◆ **Directions**: Write out every line of the material exactly as it appears.

Location labeling records
───

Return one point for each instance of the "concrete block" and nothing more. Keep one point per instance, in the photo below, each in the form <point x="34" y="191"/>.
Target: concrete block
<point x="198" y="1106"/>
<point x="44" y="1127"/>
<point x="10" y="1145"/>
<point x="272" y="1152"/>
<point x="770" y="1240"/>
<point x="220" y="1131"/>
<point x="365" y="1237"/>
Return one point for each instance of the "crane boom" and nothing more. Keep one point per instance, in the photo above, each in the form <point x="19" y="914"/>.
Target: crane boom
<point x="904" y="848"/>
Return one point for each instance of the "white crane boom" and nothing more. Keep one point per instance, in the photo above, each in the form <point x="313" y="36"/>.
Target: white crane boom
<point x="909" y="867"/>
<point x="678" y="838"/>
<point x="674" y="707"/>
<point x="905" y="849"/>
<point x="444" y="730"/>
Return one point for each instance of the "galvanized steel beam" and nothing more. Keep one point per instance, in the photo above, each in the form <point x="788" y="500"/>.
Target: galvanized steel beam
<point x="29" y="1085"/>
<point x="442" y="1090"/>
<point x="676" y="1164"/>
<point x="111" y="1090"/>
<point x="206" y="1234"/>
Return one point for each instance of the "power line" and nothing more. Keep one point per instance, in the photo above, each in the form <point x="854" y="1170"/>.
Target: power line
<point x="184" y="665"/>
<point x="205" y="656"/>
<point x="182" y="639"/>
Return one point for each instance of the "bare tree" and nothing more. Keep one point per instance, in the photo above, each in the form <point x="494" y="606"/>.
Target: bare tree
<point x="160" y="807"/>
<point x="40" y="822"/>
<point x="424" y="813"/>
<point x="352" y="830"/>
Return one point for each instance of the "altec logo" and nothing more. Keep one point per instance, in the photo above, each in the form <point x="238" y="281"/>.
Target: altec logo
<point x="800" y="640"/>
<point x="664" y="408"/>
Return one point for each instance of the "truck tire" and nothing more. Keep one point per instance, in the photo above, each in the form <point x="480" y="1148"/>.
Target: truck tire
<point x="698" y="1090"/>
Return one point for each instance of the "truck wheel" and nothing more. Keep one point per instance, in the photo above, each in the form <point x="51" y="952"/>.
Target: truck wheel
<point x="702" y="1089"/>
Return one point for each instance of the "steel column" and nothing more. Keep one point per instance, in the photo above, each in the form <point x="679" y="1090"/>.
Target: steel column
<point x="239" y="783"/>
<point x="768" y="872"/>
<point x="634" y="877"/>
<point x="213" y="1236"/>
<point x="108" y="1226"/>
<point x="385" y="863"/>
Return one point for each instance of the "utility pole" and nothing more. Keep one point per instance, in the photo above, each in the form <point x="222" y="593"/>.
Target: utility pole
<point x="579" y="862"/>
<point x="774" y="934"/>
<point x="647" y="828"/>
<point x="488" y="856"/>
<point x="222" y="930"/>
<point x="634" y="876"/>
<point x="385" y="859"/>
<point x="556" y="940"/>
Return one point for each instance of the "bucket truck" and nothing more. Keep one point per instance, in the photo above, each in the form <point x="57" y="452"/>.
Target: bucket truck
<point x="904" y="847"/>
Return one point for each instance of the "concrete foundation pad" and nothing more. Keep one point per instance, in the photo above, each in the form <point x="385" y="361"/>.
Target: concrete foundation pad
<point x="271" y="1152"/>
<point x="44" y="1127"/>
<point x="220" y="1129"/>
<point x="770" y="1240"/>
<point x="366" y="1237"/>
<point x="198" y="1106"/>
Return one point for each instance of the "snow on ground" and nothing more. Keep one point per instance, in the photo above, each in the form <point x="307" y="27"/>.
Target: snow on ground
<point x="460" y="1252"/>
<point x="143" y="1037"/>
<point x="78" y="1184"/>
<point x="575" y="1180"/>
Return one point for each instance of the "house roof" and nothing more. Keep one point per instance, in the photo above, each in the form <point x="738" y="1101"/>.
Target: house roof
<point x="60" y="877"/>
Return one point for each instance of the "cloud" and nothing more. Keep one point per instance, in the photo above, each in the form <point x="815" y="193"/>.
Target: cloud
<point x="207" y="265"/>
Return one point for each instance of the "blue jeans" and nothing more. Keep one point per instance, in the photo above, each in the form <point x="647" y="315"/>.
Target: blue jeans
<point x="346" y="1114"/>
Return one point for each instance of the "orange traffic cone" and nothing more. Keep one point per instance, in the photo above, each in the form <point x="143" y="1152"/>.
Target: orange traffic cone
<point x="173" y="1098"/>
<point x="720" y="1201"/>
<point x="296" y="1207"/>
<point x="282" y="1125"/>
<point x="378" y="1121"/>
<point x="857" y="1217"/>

───

◆ **Solution**:
Return one point for each instance of the "concrete block" and nothing more. Keep one point per instance, in the photo below, each in the form <point x="34" y="191"/>.
Target: concrete block
<point x="198" y="1106"/>
<point x="44" y="1127"/>
<point x="10" y="1145"/>
<point x="272" y="1152"/>
<point x="770" y="1240"/>
<point x="220" y="1131"/>
<point x="365" y="1237"/>
Return one point for each instance of the "crane boom" and nothing more. Keep one point per instance, in the photo above, each in the form <point x="19" y="914"/>.
Target: crane boom
<point x="904" y="848"/>
Return one point for each instance of the "white crane boom" and nothing more. Keep one point per instance, in the photo above, each in the form <point x="313" y="36"/>.
Target: white crane boom
<point x="909" y="867"/>
<point x="678" y="838"/>
<point x="674" y="707"/>
<point x="905" y="849"/>
<point x="444" y="730"/>
Return one point for each instance of the "galvanized steel beam" and nothing more. Keep one point per instance, in the photo above, each in the form <point x="788" y="500"/>.
Target: galvanized steel beam
<point x="29" y="1085"/>
<point x="442" y="1090"/>
<point x="676" y="1164"/>
<point x="111" y="1090"/>
<point x="206" y="1234"/>
Return one point for each instance of the "power line" and nothing more. Keep one point per instance, in the photo above, each in the form <point x="854" y="1170"/>.
Target: power line
<point x="184" y="665"/>
<point x="205" y="656"/>
<point x="182" y="639"/>
Return one point for each instance of the "bare tree" and nothing more. Keep one point per instance, in the photo above, each in the form <point x="494" y="606"/>.
Target: bare tree
<point x="160" y="807"/>
<point x="40" y="822"/>
<point x="424" y="813"/>
<point x="352" y="830"/>
Return one point for each instance of the "altec logo" and nothing more. Keep one point per instance, in the photo above, each in the form <point x="238" y="281"/>.
Target: altec logo
<point x="800" y="640"/>
<point x="664" y="408"/>
Return one point for each instance of the "truck tire" and nothing more. Keep one point per instance, in the photo above, each in the form <point x="480" y="1148"/>.
Target: truck tire
<point x="698" y="1090"/>
Return one point for each instance of the "truck wheel" and nothing more. Keep one point per instance, in the photo above, each in the form <point x="51" y="952"/>.
Target: truck wheel
<point x="702" y="1089"/>
Return one point for each instance of the "steel column" and nothing more. Keep one point per instance, in the photo above, each in the form <point x="679" y="1090"/>.
Target: steel column
<point x="239" y="783"/>
<point x="768" y="872"/>
<point x="634" y="877"/>
<point x="213" y="1236"/>
<point x="108" y="1226"/>
<point x="385" y="863"/>
Return one point for each instance of the "utility pole" and nothing more. Keep one point per instance, in the photo above, each in the form <point x="222" y="593"/>.
Target: utility pole
<point x="579" y="862"/>
<point x="774" y="934"/>
<point x="647" y="828"/>
<point x="488" y="856"/>
<point x="222" y="930"/>
<point x="634" y="876"/>
<point x="385" y="859"/>
<point x="556" y="940"/>
Return one point for each instance of the "bucket truck" and nothing more. Keep one point per instance, in the photo above, each in the form <point x="57" y="452"/>.
Target: bucket truck
<point x="904" y="847"/>
Return one point for each instance of the "concrete foundation pad" and nothing more. Keep one point per instance, in the photo above, each in the form <point x="385" y="361"/>.
Target: concrete foundation pad
<point x="271" y="1152"/>
<point x="44" y="1127"/>
<point x="220" y="1129"/>
<point x="770" y="1240"/>
<point x="366" y="1237"/>
<point x="198" y="1106"/>
Return one point for each instance of the "snow on ground" and nothing more. Keep one point per instance, in the photo above, each in the form <point x="307" y="27"/>.
Target: snow on ground
<point x="460" y="1252"/>
<point x="143" y="1037"/>
<point x="78" y="1184"/>
<point x="575" y="1180"/>
Return one point for each instance of the "house roof" and nothing more. Keep one point per instance, in the photo above, each in the form <point x="738" y="1101"/>.
Target: house roof
<point x="60" y="877"/>
Return one point for each instance of the "cloud" and nothing more. Keep one point per instance, in the photo above, each in the form <point x="815" y="193"/>.
Target: cloud
<point x="207" y="265"/>
Return one point for each instance of the "blue jeans" and nothing more. Keep one point per instance, in the photo above, each in the form <point x="647" y="315"/>.
Target: blue jeans
<point x="346" y="1114"/>
Return one point for each instance of the "orange traffic cone" and nothing more. Keep one point per instance, in the photo above, each in the form <point x="143" y="1152"/>.
Target: orange traffic cone
<point x="173" y="1098"/>
<point x="720" y="1201"/>
<point x="296" y="1207"/>
<point x="282" y="1125"/>
<point x="378" y="1121"/>
<point x="857" y="1217"/>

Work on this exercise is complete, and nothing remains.